■ **Prompt**: Write out exactly the lines below that run from the one containing "433L307 437L306 447L310" through the one containing "positive clicks: (249, 435)", both included, with no other lines.

■ **Study material**:

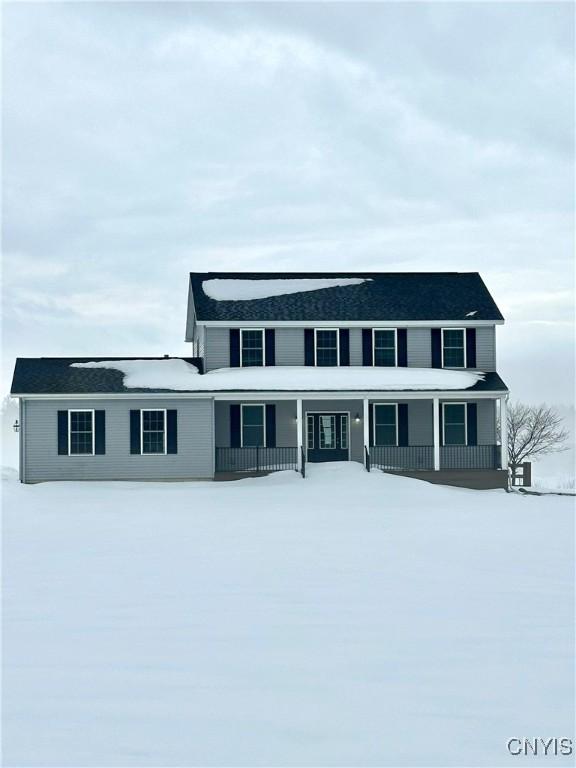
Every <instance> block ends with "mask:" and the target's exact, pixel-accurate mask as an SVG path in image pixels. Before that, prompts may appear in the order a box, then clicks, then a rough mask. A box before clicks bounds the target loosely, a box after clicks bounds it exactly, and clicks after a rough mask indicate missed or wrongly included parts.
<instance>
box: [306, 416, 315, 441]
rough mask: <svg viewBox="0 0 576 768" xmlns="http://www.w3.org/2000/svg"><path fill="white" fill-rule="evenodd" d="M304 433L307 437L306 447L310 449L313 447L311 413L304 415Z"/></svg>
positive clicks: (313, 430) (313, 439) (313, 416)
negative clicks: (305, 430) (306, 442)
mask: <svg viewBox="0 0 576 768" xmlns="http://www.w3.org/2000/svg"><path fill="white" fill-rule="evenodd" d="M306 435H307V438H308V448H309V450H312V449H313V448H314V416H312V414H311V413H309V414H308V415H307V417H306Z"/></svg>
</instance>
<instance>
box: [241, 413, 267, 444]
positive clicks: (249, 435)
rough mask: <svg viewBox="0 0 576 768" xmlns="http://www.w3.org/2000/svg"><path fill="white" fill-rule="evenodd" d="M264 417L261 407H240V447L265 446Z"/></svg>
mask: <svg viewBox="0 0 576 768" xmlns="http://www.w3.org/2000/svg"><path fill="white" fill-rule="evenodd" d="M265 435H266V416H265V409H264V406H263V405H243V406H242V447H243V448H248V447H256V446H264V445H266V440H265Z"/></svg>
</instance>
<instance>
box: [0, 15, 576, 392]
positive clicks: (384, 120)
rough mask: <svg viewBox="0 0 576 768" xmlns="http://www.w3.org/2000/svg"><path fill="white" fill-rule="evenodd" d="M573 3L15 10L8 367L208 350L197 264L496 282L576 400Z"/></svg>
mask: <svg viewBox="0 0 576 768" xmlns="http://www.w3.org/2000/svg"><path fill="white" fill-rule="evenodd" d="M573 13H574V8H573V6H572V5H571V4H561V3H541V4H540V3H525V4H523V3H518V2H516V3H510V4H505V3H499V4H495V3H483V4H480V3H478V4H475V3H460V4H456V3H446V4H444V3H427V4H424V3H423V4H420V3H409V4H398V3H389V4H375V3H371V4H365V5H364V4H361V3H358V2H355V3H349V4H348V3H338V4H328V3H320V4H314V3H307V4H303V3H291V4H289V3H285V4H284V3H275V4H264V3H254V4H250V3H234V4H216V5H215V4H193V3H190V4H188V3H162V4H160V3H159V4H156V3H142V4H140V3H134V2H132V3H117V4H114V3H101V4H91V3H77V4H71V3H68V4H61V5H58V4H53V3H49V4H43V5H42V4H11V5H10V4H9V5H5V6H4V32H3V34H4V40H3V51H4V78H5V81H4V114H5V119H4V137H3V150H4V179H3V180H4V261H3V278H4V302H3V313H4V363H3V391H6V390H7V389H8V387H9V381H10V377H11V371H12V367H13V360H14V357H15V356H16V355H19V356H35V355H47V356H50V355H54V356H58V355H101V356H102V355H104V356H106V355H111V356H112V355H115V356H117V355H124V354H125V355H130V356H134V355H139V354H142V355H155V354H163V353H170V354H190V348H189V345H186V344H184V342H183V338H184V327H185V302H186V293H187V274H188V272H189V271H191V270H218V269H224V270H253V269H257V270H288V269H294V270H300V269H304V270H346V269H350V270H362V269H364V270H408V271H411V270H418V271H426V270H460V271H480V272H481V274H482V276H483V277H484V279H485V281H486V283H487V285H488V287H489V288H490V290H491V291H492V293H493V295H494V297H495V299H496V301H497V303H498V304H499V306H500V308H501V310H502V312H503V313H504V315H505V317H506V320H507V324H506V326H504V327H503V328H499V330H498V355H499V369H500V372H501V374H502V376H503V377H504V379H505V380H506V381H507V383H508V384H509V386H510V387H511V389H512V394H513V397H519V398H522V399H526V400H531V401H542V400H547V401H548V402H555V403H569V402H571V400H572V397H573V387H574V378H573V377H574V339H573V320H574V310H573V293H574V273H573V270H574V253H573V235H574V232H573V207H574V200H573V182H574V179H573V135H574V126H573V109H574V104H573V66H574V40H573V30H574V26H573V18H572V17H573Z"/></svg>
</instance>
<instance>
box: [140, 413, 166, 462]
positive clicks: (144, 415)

■ **Answer for this exercise**:
rough mask: <svg viewBox="0 0 576 768" xmlns="http://www.w3.org/2000/svg"><path fill="white" fill-rule="evenodd" d="M304 433L307 437L306 447L310 449L313 447L311 413L304 415Z"/></svg>
positive clicks: (313, 430) (313, 439) (313, 416)
negative clicks: (305, 430) (306, 442)
mask: <svg viewBox="0 0 576 768" xmlns="http://www.w3.org/2000/svg"><path fill="white" fill-rule="evenodd" d="M306 435H307V438H308V448H309V450H312V449H313V448H314V416H312V414H311V413H309V414H308V415H307V417H306Z"/></svg>
</instance>
<instance>
box: [241, 413, 267, 444]
positive clicks: (249, 435)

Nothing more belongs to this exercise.